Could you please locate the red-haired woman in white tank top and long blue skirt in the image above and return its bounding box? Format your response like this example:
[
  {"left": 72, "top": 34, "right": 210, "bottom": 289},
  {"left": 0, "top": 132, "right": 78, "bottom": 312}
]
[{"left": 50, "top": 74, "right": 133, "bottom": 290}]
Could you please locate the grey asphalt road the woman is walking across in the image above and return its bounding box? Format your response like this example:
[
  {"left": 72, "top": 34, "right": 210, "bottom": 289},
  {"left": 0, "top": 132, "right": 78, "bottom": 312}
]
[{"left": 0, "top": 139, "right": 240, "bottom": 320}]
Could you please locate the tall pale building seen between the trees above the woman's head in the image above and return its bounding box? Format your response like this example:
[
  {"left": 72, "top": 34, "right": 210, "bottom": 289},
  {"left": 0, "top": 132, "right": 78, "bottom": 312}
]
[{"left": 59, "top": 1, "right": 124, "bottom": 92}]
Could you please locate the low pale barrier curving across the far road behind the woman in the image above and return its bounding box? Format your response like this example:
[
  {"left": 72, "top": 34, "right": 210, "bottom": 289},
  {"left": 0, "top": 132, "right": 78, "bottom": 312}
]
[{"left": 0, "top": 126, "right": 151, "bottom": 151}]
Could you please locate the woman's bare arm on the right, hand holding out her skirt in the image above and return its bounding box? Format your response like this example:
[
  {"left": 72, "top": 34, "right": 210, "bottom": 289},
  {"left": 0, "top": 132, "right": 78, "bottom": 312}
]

______________________________

EXERCISE DESCRIPTION
Please quote the records above exactly, without skipping a line.

RESULT OF THIS EXERCISE
Could you please locate the red-haired woman in white tank top and long blue skirt in the image above and return its bounding box? Format your response like this example:
[
  {"left": 72, "top": 34, "right": 210, "bottom": 289},
  {"left": 0, "top": 132, "right": 78, "bottom": 312}
]
[{"left": 50, "top": 74, "right": 133, "bottom": 290}]
Could you please locate the grey asphalt road the woman is walking across in the image above and return its bounding box? Format your response like this example:
[
  {"left": 72, "top": 34, "right": 210, "bottom": 289},
  {"left": 0, "top": 132, "right": 78, "bottom": 312}
]
[{"left": 0, "top": 139, "right": 240, "bottom": 320}]
Could you please locate the tall pale building seen between the trees above the woman's head in the image above and return its bounding box? Format your response like this example:
[
  {"left": 72, "top": 34, "right": 210, "bottom": 289},
  {"left": 0, "top": 132, "right": 78, "bottom": 312}
]
[{"left": 59, "top": 1, "right": 124, "bottom": 92}]
Could you please locate the low pale barrier curving across the far road behind the woman in the image above and return its bounding box? Format your response like this example:
[
  {"left": 72, "top": 34, "right": 210, "bottom": 289},
  {"left": 0, "top": 132, "right": 78, "bottom": 312}
]
[{"left": 0, "top": 126, "right": 151, "bottom": 151}]
Could you please locate the woman's bare arm on the right, hand holding out her skirt in the image above and return its bounding box? Format your response like this example:
[
  {"left": 72, "top": 34, "right": 210, "bottom": 289},
  {"left": 0, "top": 132, "right": 78, "bottom": 312}
]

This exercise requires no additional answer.